Um 1900 wurde die Schule zum Problem in der Literatur. Hermann Hesse, Thomas Mann und Robert Musil thematisierten plötzlich die Verwüstungen, die die Schule in den Seelen junger Menschen anrichtet. Schulhorror-Prosa wie „Die Verwirrungen des Zöglings Törless“, „Unterm Rad“, die Episoden mit dem gottgleich strengen Direktor Wulicke in Thomas Manns „Buddenbrooks“ oder Friedrich Torbergs „Der Schüler Gerber“ waren paradoxerweise eine Folge der großen wohlgemeinten Reformen und Modernisierungen des Bildungswesens.
Wenn in Hesses Roman „Unterm Rad“ aus dem Jahre 1906 der hochbegabte Schüler Hans Giebenrath am Ende ertrinkt, dann ja nicht, weil er in der Schule auf Sadisten gestoßen ist, sondern gerade weil es seine vielen Förderer – vom Rektor der Lateinschule über den Stadtpfarrer bis hin zu den Lehrkräften im legendären schwäbischen Seminar Maulbronn – vielleicht ein bisschen zu gut meinten und ihn allzu sehr förderten und forderten. Seine „Hypertrophie der Intelligenz bei einsetzender Degeneration“ ist dem nicht gewachsen.
Als Schulbesuch selbstverständlich war und die Alphabetisierungsraten höher lagen als heute, entdeckte man plötzlich die Schattenseiten des Systems. Der düster getönte Schulroman wurde das literarische Genre der Zeit. Ideologischer Hintergrund solcher Systemkritik waren die Lebensreformbewegung, die danach strebte, Menschen aus allen Korsetten zu befreien. Geschildert wird ein autoritäres System, dessen Sinn die Herrichtung der Schüler zu Untertanen war.

In einem Datensatz enthaltene Einträge
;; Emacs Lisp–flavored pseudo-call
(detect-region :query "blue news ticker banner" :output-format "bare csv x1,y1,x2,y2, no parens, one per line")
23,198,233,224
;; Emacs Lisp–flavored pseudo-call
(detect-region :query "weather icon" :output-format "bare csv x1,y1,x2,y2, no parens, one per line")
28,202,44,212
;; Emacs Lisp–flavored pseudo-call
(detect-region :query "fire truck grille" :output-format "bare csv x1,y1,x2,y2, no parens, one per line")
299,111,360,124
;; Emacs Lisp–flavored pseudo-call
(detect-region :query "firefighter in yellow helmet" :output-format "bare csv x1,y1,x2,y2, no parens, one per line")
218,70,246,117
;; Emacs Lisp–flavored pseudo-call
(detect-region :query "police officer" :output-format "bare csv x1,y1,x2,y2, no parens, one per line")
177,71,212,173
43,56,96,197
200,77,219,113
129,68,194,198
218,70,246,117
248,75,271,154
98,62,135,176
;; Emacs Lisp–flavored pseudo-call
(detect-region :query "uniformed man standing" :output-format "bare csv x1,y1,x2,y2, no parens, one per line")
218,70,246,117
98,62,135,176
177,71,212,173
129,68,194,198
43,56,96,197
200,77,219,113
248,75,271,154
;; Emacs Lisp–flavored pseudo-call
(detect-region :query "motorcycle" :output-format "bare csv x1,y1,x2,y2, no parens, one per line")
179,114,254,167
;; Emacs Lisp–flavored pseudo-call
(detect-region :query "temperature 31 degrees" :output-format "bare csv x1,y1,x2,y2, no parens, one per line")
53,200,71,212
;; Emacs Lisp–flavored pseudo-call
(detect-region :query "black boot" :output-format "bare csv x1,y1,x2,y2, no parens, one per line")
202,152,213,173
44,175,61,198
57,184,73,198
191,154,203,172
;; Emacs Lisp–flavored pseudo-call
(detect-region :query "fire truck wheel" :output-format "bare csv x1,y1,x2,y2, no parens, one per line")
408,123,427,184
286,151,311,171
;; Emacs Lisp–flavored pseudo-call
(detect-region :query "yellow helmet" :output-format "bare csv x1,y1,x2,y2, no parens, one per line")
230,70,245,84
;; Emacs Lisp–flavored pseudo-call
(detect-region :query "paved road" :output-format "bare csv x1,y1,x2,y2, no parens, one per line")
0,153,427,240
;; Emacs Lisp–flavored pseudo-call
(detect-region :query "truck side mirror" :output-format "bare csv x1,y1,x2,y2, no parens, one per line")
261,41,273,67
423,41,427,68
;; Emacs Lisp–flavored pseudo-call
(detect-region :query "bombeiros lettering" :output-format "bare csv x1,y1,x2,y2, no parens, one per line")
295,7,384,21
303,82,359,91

**Aufgabenstellung**:
1 – Übersetze aus dem Textauszug über die Schule in der Literatur um 1900 den Satz „Der düster getönte Schulroman wurde das literarische Genre der Zeit.“ ins Englische.
2 – Schreib den Textauszug über die Schule in der Literatur um 1900 bitte weiter.
Die Auflistung stammt aus einer anderen Quelle.

**Lösungen**:
1 – The darkly tinged school novel became the literary genre of the era.

2 –
Wenn jetzt in vielen Bundesländern die Kinder wieder nach den Ferien zurückkehren oder neu eingeschult werden, maulen sie vielleicht ein wenig. Aber verglichen mit dem, was „Unterm Rad“ schildert, hat sich doch zumindest vordergründig ein fundamentaler Wandel vollzogen. Hesse fasst die damaligen Ansichten durchaus zutreffend zusammen: „Wie ein Urwald gelichtet und gereinigt und gewaltsam eingeschränkt werden muss, so muss die Schule den natürlichen Menschen zerbrechen, besiegen und gewaltsam einschränken; ihre Aufgabe ist es, ihn nach obrigkeitlicherseits gebilligten Grundsätzen zu einem nützlichen Gliede der Gesellschaft zu machen und Eigenschaften in ihm zu wecken, deren völlige Ausbildung alsdann die sorgfältige Zucht der Kaserne krönend beendigt.“ Das würde auch heute kein Lehrer mehr so sagen.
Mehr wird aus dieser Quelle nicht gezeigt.